* **Data records**:
%%

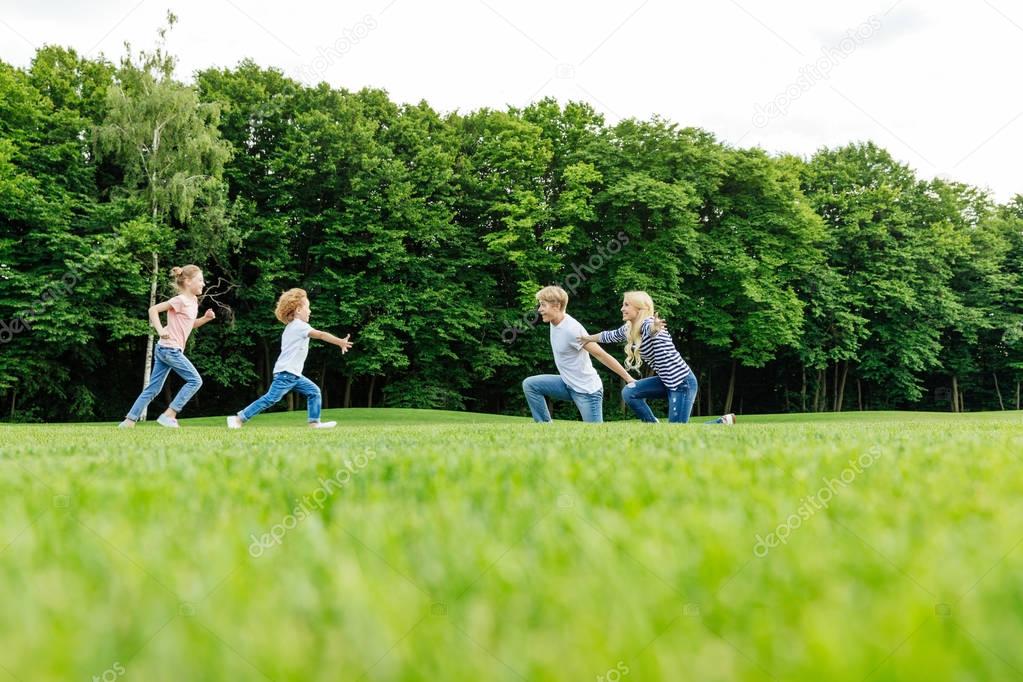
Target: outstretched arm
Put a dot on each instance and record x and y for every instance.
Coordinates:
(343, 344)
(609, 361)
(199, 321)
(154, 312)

%%
%%

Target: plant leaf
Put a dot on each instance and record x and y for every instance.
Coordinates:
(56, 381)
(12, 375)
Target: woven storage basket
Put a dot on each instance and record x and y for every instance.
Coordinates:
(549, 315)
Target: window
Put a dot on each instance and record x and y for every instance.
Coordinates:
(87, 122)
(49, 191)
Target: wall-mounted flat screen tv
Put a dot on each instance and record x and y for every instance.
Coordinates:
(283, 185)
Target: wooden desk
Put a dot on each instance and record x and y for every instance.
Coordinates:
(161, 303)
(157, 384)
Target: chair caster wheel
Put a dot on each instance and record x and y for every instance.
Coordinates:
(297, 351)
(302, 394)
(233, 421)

%%
%%

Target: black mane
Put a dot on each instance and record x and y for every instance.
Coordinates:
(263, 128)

%%

* **Short exercise**:
Pull out each line of the listing above that contains the word "Target".

* **Task solution**:
Target: outstretched arm
Target: plant leaf
Target: woven storage basket
Target: window
Target: wall-mounted flat screen tv
Target: wooden desk
Target: chair caster wheel
Target: black mane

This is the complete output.